**TASK TO CARRY OUT**
How many lines in the data below contain the string "ceiling", counting only matches with the same letter case? Reply with the number alone.

** start AVAILABLE RECORDS **

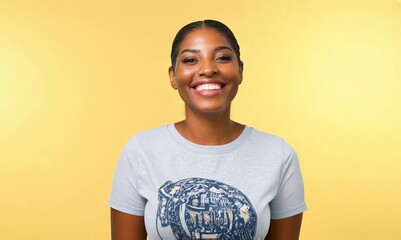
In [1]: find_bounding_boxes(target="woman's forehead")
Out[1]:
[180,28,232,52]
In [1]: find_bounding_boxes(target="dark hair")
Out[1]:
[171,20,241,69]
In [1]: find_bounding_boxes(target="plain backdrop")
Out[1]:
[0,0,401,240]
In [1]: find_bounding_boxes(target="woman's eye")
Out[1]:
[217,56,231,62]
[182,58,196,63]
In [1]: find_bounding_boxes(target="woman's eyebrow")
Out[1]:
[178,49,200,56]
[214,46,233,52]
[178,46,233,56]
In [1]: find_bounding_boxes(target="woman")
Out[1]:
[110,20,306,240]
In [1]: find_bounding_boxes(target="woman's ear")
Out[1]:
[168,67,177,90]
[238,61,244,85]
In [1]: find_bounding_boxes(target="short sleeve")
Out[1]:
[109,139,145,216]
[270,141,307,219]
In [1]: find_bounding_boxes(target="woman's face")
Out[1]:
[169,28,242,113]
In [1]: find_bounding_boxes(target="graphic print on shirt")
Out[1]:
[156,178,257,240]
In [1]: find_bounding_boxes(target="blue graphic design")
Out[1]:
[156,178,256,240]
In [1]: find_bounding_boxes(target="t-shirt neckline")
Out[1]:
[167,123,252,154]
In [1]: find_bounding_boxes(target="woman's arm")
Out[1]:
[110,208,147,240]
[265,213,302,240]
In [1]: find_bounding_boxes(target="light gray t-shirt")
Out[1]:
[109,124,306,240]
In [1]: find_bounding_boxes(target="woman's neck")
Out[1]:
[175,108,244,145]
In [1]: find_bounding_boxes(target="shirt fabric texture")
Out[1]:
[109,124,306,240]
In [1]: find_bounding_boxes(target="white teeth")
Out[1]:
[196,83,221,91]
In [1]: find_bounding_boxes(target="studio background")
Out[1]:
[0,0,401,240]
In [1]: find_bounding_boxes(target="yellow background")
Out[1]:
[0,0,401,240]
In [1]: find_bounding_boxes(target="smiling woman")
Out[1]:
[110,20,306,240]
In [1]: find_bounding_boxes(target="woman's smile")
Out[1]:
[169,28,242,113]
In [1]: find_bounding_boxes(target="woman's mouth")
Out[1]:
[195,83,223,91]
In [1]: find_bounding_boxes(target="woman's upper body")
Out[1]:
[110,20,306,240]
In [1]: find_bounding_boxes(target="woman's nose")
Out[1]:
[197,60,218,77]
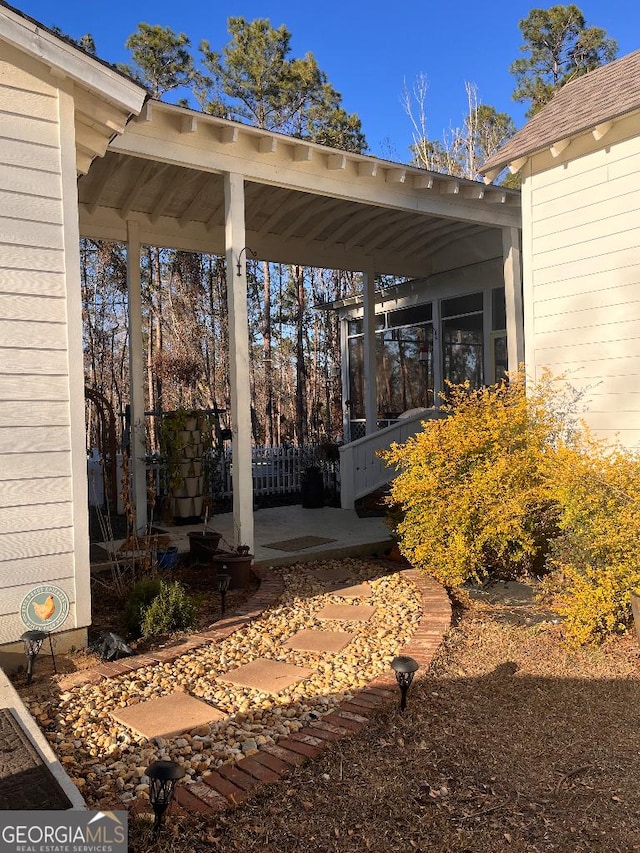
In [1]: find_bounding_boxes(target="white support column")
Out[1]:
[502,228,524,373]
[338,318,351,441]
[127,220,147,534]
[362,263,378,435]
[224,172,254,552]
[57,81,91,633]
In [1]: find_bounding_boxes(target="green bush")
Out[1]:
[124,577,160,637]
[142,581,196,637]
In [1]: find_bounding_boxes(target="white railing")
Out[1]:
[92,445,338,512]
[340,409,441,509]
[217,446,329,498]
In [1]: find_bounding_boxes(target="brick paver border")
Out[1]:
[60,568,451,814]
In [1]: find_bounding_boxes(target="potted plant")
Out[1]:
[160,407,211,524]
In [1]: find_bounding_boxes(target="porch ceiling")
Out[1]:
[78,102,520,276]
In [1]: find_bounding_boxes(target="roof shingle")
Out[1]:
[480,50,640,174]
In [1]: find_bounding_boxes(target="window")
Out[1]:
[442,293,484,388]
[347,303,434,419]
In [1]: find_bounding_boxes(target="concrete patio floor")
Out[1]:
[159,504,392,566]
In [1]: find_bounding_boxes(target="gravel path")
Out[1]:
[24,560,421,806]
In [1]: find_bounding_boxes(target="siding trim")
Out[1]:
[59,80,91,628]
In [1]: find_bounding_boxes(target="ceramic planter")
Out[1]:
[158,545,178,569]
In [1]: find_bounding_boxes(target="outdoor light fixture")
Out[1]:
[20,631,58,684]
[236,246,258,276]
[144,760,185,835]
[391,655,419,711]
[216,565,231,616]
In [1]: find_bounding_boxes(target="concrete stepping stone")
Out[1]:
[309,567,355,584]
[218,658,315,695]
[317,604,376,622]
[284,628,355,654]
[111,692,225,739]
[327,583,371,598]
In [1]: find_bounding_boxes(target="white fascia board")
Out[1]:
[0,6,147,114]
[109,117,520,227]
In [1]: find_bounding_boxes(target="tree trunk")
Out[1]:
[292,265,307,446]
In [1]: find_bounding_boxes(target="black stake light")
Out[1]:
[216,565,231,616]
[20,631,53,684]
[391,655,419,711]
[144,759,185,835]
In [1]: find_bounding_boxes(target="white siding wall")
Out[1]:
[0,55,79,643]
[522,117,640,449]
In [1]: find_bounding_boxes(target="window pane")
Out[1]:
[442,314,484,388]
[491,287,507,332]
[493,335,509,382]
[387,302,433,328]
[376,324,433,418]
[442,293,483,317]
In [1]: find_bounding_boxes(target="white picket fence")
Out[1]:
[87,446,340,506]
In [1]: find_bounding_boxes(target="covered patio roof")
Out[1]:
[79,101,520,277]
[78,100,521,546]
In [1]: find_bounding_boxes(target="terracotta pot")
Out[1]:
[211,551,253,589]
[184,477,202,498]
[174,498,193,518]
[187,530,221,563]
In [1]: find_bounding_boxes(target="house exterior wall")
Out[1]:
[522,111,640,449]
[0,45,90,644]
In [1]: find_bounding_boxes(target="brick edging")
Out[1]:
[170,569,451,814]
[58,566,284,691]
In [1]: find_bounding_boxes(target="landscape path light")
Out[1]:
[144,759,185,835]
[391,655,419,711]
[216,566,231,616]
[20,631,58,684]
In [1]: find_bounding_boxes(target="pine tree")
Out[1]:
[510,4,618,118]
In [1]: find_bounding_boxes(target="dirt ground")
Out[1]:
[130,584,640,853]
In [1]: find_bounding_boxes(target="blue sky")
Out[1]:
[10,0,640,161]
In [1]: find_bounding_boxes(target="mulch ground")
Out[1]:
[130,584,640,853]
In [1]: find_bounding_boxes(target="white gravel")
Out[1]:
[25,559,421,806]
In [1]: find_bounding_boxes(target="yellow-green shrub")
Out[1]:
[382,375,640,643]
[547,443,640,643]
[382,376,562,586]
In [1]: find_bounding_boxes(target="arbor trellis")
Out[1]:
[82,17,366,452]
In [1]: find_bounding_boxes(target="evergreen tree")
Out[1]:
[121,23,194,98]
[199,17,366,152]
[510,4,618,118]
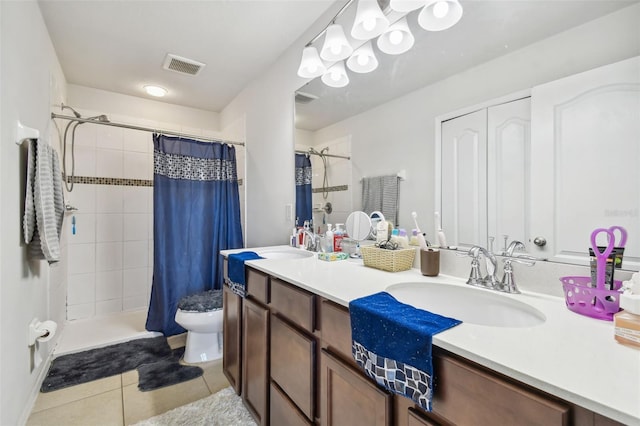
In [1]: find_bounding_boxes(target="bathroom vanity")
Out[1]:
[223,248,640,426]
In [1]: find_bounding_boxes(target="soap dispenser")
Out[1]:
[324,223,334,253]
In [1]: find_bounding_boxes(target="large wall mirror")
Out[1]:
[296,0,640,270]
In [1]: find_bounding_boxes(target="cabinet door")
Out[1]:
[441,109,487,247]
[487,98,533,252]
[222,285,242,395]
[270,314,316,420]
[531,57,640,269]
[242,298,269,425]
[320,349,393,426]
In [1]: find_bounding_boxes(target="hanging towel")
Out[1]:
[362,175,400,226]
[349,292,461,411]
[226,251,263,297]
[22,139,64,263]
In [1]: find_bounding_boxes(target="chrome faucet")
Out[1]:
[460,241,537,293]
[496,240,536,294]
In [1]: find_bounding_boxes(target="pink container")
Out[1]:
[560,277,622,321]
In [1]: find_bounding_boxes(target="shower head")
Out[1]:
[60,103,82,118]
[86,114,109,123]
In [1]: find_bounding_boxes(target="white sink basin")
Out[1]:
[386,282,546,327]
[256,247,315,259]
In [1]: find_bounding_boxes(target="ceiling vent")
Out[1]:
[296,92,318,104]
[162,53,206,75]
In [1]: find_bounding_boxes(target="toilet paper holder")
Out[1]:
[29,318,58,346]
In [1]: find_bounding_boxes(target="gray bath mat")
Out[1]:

** end AVAILABLE RECORDS **

**RESPONSE BELOW**
2